Work to complete:
a) Give the username of every poster in the reverse flow smoker thread.
b) In the reverse flow smoker thread, how much clearance did bigbaldbbq leave between the grate and the heat plate?
c) Retype the stretch of the reverse flow smoker thread from "## pinkmeat" through "if that helps.".

# Reverse Flow diagram measurements ... Rekindled



## gotoleep

I found this diagram on an old thread. Wanted to pose the same question.                                                                  OK I'm asking for opinions. Anyone that would like to give suggestions on the dimensions A B C D and E please feel free. I will have a 30" x 50" barrel. I want to put in 2 shelves. So door dimensions? Anyway the fire box will be either a perpendicularly mounted smaller propane tank or fabricated square box. Thanks to all in advance. Also, the size of the firebox.


----------



## pinkmeat

*D*. Doesn't need to be be anywhere near that big a gap IMO. A couple inches is okay.

*Door size*...consider whether you are going to try and incorporate slide out grates, or fixed ones. Also how much room between the two shelves, and top shelf to top of smoking chamber distance should also be considered. When I built my horizontal I left 6" between the lower/upper cooking shelf, and also about 6" between the top grate and top of chamber if that helps.


----------



## bigbaldbbq

I agree with Pink. I built mine with about 2 1/2 inches of clearance between the grate and the heat plate. I just seasoned it last night(pictures to come this weekend) and everytime I opened up the door to check it the entire chamber was filled above and below the grate.


----------



## mikey

One of the first things I would do is lay out the drawing in "real" time, say on your garage floor using a radius marker. Hopefully the drawing you have is some what to scale. If it is to scale, then your task is much easier. If space is a concern, then I'd scale it down. I've had great success using a scale of 1"= 3". From this you could get all of the dimensions that you need.

Entries from a pointing dataset

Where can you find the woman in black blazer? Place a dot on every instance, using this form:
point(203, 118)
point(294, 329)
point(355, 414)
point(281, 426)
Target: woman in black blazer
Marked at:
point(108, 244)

Outputs for the tasks:
a) gotoleep, pinkmeat, bigbaldbbq, mikey

b) About 2 1/2 inches.

c)
## pinkmeat

*D*. Doesn't need to be be anywhere near that big a gap IMO. A couple inches is okay.

*Door size*...consider whether you are going to try and incorporate slide out grates, or fixed ones. Also how much room between the two shelves, and top shelf to top of smoking chamber distance should also be considered. When I built my horizontal I left 6" between the lower/upper cooking shelf, and also about 6" between the top grate and top of chamber if that helps.